WHAT NEEDS TO BE DONE
Extend the excerpt on the history of scientific and medical writing by continuing after its last sentence.

PAGE EXCERPT
14Shorter studies of the scientific article would include such contributions as Magnet (2000) which analyses the discussion sections of articles in the area of nutrition studies over a period from 1929 to the 1990s. She notes that the length of discussion sections falls from an average of 850 words before 1960 to 625 words during the 1960s; this trend is however reversed after 1990 when the length rises sharply to an average of 1300 words. There is an increasing use of quotes and the discussion section in the later part of the period “participe fortement à la stratégie de validation de l’expérience” (2000: 125).

4. Medical discourse

15Within the general scientific field, medicine holds a particular position. Salager-Meyer has studied a number of features of medical discourse from a diachronic point of view. These can all be considered to be more or less related to interpersonal aspects of the language. In Salager-Meyer et al. (1996), and Salager-Meyer and Defives (1998), the authors looked at hedging in medical articles from the nineteenth and twentieth centuries. They distinguish between shields (i.e. basically, expressions of epistemic modality), use of the passive, approximators, expressions of doubt, and emotionally charged intensifiers. They find that shields and expressions of doubt were rare in the nineteenth century but became common in the twentieth century. The opposite is true of approximators and emotionally charged intensifiers, which are common in the nineteenth but not in the twentieth century. The use of passives increases from the end of the nineteenth century onwards, with the period of most rapid change being 1930 to 1960.

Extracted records
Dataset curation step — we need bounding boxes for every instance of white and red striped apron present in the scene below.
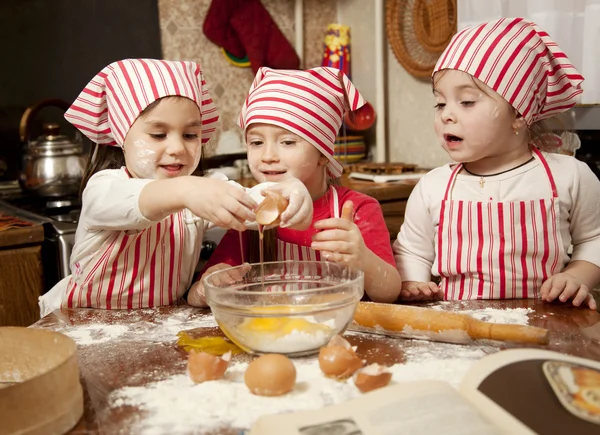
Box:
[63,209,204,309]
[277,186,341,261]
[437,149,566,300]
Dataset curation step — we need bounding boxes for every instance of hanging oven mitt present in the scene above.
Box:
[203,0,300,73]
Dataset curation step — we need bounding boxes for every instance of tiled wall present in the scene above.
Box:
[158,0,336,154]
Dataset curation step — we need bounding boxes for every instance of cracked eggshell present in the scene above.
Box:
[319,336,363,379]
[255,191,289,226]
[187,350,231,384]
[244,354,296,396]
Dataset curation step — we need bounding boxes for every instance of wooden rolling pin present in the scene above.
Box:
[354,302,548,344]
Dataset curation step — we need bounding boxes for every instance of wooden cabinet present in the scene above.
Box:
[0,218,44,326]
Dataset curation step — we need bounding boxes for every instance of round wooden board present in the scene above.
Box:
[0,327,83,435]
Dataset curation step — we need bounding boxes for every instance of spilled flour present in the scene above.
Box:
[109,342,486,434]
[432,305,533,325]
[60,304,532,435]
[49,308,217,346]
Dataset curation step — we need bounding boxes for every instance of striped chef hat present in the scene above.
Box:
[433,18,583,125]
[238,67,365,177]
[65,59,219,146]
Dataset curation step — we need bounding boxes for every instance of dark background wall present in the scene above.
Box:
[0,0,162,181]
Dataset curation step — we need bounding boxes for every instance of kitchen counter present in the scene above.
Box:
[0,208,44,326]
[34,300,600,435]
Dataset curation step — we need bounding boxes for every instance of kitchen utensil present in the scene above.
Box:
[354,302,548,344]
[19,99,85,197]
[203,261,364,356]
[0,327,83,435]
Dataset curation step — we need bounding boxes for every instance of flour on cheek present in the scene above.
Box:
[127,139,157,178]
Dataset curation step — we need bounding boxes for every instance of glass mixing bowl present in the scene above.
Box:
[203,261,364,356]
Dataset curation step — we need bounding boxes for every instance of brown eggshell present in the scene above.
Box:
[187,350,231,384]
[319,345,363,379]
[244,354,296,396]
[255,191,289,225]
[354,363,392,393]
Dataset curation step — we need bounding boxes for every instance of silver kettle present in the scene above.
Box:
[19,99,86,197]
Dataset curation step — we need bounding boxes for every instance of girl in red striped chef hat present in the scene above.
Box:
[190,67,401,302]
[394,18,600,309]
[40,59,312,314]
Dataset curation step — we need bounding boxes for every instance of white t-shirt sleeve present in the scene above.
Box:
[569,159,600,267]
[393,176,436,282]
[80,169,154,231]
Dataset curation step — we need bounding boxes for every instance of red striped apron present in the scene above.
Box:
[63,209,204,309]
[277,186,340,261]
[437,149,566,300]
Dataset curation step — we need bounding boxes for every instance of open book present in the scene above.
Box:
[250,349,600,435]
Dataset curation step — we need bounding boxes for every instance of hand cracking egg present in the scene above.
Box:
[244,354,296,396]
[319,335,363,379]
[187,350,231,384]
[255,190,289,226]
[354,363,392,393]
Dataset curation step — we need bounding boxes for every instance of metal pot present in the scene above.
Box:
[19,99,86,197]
* * *
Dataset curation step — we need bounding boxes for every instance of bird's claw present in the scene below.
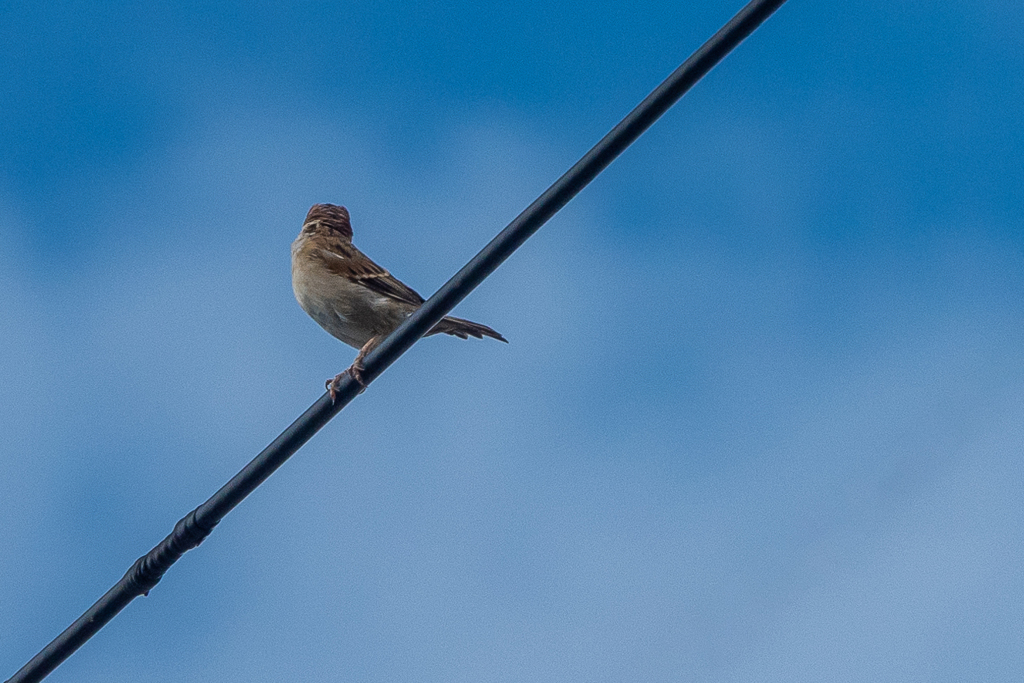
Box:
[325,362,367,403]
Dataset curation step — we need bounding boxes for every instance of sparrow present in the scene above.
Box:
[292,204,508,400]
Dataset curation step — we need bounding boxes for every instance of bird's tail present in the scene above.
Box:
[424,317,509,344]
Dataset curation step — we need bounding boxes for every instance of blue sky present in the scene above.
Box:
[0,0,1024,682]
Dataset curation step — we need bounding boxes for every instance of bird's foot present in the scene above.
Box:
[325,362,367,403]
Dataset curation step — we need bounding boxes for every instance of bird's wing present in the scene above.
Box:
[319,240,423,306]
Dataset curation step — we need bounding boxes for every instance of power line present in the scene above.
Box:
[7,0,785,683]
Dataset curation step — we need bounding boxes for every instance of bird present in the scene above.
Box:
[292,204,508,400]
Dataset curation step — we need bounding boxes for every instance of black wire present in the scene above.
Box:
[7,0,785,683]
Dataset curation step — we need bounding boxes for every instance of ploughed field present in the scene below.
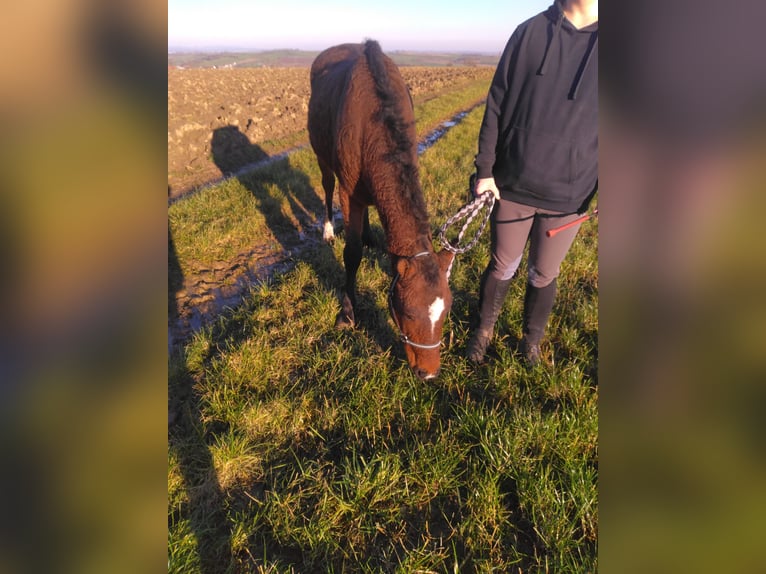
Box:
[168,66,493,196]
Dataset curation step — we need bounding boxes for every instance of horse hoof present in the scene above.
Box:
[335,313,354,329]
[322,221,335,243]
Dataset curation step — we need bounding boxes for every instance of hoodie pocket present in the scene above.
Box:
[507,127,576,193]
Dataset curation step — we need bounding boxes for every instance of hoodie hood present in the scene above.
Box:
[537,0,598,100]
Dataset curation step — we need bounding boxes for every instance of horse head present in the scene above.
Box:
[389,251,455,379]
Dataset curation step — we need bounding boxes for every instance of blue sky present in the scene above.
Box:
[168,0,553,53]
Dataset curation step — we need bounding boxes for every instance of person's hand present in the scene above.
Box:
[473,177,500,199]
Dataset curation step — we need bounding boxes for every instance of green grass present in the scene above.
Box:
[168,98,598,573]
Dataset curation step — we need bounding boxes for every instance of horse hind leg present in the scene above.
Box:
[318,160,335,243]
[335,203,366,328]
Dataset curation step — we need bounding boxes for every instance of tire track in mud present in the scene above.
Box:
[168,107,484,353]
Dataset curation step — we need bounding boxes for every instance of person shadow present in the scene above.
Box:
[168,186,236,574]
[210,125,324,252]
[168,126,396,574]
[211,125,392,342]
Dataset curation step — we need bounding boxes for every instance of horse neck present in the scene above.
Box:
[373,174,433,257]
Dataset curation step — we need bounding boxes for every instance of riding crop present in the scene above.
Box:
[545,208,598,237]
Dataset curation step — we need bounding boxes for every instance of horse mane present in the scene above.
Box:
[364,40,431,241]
---
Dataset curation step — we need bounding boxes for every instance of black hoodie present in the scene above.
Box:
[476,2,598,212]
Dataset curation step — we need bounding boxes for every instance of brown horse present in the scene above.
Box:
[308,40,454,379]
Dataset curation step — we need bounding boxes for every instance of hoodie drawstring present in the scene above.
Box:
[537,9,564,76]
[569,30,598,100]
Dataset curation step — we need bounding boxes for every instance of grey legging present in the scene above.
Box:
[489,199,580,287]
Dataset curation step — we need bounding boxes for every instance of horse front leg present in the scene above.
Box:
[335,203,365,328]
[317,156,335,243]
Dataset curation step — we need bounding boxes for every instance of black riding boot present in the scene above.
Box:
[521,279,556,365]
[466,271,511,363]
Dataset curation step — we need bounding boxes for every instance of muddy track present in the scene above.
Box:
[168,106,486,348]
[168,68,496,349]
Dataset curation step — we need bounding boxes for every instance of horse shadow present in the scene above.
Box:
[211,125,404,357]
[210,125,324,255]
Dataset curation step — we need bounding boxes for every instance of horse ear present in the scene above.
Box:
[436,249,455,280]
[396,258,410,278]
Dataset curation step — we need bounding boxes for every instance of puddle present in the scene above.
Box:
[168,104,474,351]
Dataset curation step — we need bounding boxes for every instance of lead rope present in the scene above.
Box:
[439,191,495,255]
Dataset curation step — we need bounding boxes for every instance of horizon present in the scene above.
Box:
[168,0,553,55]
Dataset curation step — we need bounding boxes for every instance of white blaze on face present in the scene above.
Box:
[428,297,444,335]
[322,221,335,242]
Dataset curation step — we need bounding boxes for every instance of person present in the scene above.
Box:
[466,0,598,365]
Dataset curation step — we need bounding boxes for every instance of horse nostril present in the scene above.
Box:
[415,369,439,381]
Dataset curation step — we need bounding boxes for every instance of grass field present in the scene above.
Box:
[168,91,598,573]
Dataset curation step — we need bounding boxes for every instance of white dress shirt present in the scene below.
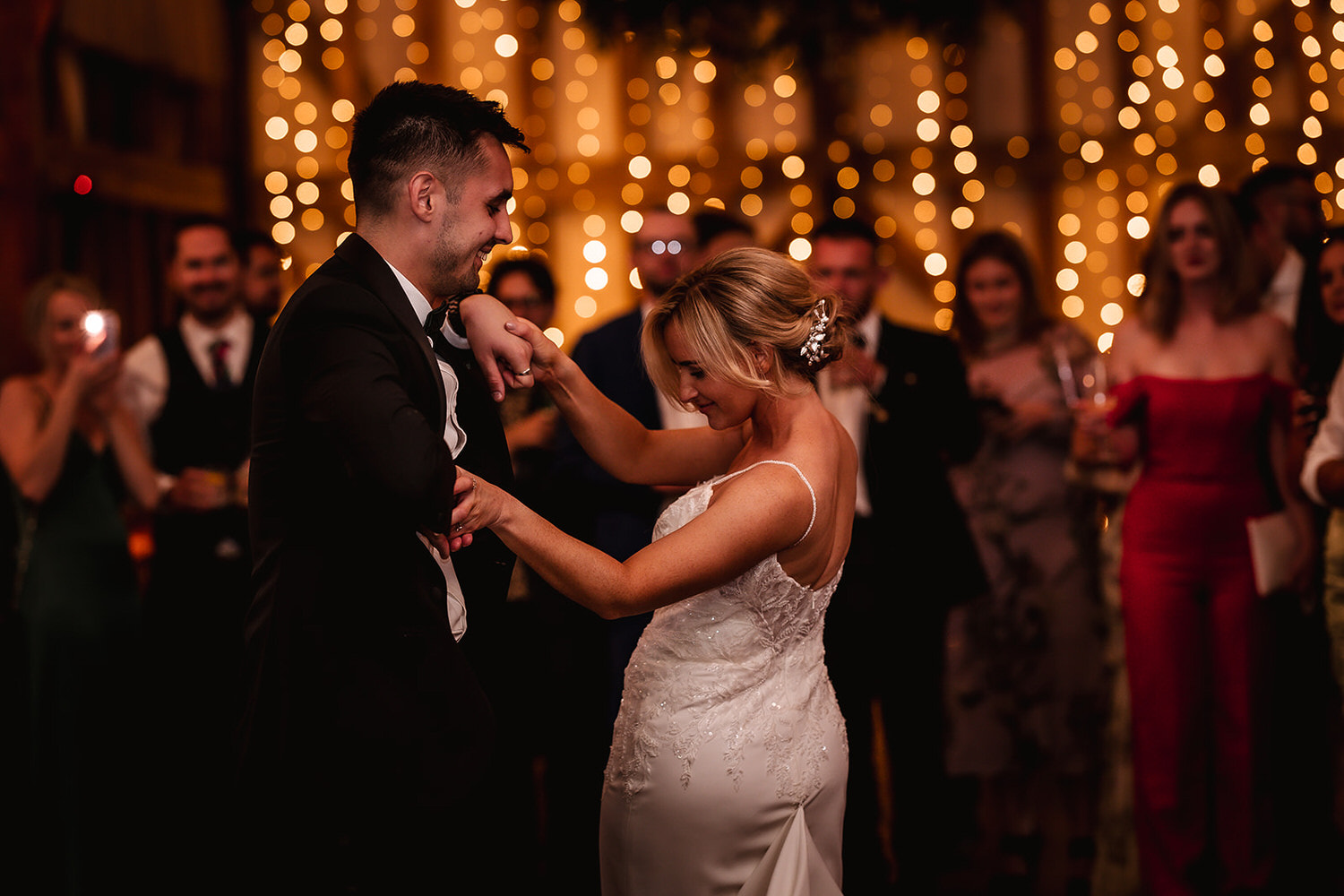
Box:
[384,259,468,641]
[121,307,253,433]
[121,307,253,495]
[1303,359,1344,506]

EXPECTED OUTPUT
16In Salager-Meyer (1999a, 1999b) she considers the question of citations in medical discourse over the period 1810 to 1995. In (1999a) she distinguishes between those references which are critical and those which are not. She finds that until 1930 critical and non-critical references occur with more or less the same frequency, but from 1930 onwards there is a rapid increase in the number of non-critical references from about four per paper to twenty per paper by the end of the period. In comparison there is only a slight rise in the number of critical references. She notes that “earlier papers adopted a much more critical tone than modern ones” (1999a: 19), but that before the twentieth century criticism was usually preceded by courtesy markers. In nineteenth century papers, criticism is scattered throughout the paper, whereas in the twentieth century, where it occurs, it is usually restricted to the introductory section. She comments on the importance of the sociological environment in determining these interpersonal aspects of the text:

[S]ocietal development is a determining factor in the changing of textual patterns, and that persistence and change in the social system are both reflected in the text and brought about by means of text, i.e. that determining factors of linguistic change are intimately linked to and brought about by the social, historical and cultural context in which discourse is produced. (Salager-Meyer 1999a, 26-27)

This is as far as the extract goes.